> [Exercise aim]
Transcribe exactly the lines from the one containing "the frog's nostril." through the end of the data, both included. Leave out pictures.

'''

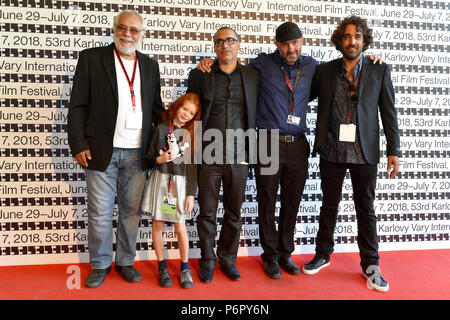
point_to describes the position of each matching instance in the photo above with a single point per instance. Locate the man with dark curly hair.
(351, 92)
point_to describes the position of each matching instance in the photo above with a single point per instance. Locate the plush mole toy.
(176, 148)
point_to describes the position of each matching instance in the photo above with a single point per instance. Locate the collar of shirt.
(216, 67)
(358, 67)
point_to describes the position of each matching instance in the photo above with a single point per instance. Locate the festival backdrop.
(43, 217)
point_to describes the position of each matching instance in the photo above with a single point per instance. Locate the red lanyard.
(130, 82)
(292, 89)
(353, 92)
(170, 163)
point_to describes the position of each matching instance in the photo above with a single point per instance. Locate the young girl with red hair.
(172, 185)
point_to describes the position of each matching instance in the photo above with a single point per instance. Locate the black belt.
(291, 138)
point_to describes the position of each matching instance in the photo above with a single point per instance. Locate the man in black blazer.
(229, 96)
(114, 106)
(351, 92)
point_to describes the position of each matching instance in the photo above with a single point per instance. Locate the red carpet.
(411, 274)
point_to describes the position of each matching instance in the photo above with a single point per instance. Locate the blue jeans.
(125, 177)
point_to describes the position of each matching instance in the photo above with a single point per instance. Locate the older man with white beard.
(115, 99)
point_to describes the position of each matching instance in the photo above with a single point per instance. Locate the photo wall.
(43, 217)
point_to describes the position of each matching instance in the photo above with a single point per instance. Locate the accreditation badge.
(134, 119)
(347, 133)
(169, 205)
(294, 120)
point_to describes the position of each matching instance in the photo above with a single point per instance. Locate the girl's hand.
(189, 204)
(205, 65)
(165, 157)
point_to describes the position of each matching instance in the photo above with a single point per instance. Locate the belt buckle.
(289, 138)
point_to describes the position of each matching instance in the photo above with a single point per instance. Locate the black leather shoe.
(96, 277)
(164, 278)
(206, 274)
(288, 265)
(231, 272)
(315, 265)
(272, 269)
(129, 273)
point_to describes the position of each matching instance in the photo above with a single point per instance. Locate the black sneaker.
(315, 265)
(96, 277)
(186, 279)
(375, 280)
(206, 274)
(288, 265)
(164, 278)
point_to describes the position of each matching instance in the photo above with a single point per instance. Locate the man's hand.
(375, 60)
(395, 163)
(83, 156)
(165, 157)
(189, 204)
(205, 65)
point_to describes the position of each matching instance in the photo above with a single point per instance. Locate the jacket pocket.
(89, 131)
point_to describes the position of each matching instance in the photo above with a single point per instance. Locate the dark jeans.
(363, 180)
(291, 177)
(210, 177)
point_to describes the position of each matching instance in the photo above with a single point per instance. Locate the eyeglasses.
(228, 41)
(122, 29)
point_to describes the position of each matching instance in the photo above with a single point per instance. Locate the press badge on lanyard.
(134, 117)
(347, 132)
(292, 118)
(168, 202)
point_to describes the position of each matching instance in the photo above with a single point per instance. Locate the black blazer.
(375, 93)
(203, 85)
(94, 105)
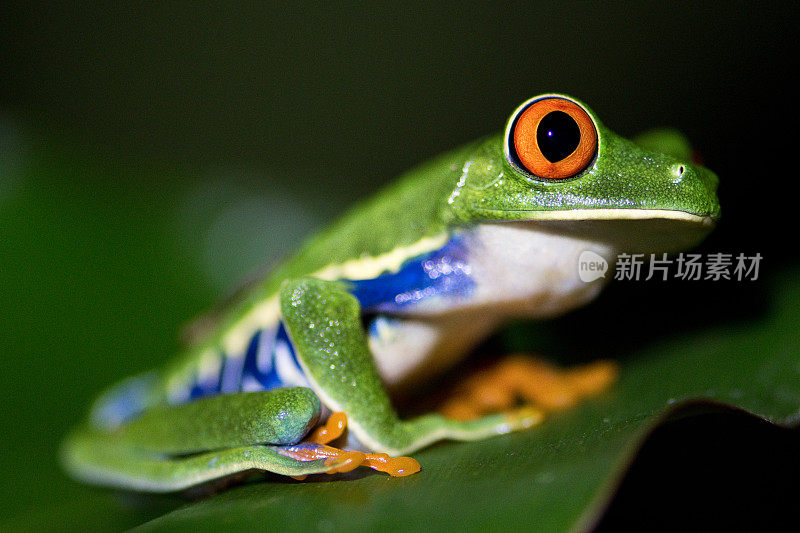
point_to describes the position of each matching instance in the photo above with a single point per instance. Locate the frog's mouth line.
(614, 214)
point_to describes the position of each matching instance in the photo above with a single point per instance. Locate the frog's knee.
(313, 296)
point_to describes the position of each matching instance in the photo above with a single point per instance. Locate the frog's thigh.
(324, 321)
(279, 416)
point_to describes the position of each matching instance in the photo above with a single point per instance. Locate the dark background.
(153, 154)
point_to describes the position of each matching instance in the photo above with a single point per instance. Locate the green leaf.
(555, 477)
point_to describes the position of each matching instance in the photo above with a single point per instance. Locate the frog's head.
(556, 164)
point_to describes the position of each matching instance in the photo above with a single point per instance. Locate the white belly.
(519, 270)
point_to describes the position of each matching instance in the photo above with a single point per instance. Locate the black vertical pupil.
(558, 136)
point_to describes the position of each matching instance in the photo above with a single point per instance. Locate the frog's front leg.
(324, 321)
(170, 448)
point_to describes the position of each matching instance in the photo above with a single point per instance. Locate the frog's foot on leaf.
(314, 447)
(345, 460)
(531, 380)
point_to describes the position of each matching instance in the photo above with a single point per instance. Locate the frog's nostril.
(678, 172)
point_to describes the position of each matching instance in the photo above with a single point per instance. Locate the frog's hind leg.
(528, 379)
(171, 448)
(324, 321)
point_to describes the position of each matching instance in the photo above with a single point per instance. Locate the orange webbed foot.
(316, 447)
(531, 380)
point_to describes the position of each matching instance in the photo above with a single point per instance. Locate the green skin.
(631, 189)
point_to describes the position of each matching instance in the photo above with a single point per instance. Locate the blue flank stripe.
(259, 371)
(270, 360)
(442, 272)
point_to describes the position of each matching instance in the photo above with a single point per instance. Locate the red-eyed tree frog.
(393, 293)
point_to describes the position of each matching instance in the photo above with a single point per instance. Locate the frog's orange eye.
(552, 138)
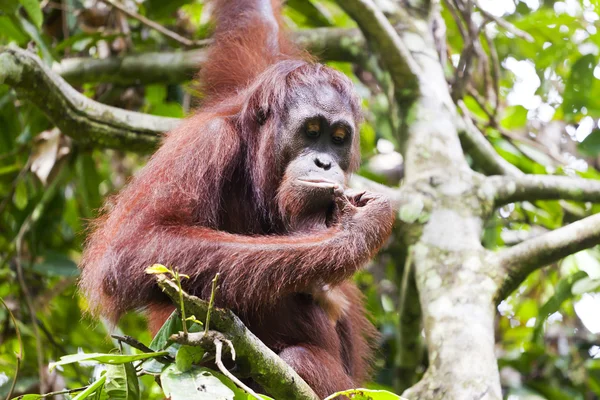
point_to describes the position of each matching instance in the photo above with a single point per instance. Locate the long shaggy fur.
(207, 202)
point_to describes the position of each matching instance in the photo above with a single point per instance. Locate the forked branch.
(521, 260)
(263, 366)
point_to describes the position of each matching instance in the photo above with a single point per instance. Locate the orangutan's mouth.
(318, 183)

'''

> [Answer for the task]
point_to describes the position of each matching instance in the photo above with a single point per instance. Locate the frog's nostril.
(678, 172)
point_to describes the position of each matching instance in the photo above with a single point per instance. Locate the frog's hind leg.
(528, 379)
(171, 448)
(324, 321)
point_to describes the position of each matching instance in the photo above with a single point per instance. Locate the orange webbed foot.
(316, 447)
(531, 380)
point_to describes the position of each matching instance in the photo above with a single point per instance. Locate the green skin.
(631, 189)
point_to describes the position of each matching instance in the photo above with a single point per instance. Locate the blue flank stripe.
(259, 371)
(270, 360)
(442, 272)
point_to describes the position of each matching instance in the photo above with a single point per instance. Locate the red-eyed tree frog.
(393, 293)
point_to describes the position of each matching instance in the photo above with a single point per instance. Locate the frog's orange eye.
(552, 138)
point_to describes the position of each matching instance in the photo above with a single point per instance. Locate the long shaggy fur.
(207, 202)
point_to describes the position of each matching instance in the photo above with a single point per instance. Locate the forked branch.
(521, 260)
(263, 366)
point_to describes the position of each matching instance in the photo above with a single point per instance. Locate the orangutan's mouth.
(318, 183)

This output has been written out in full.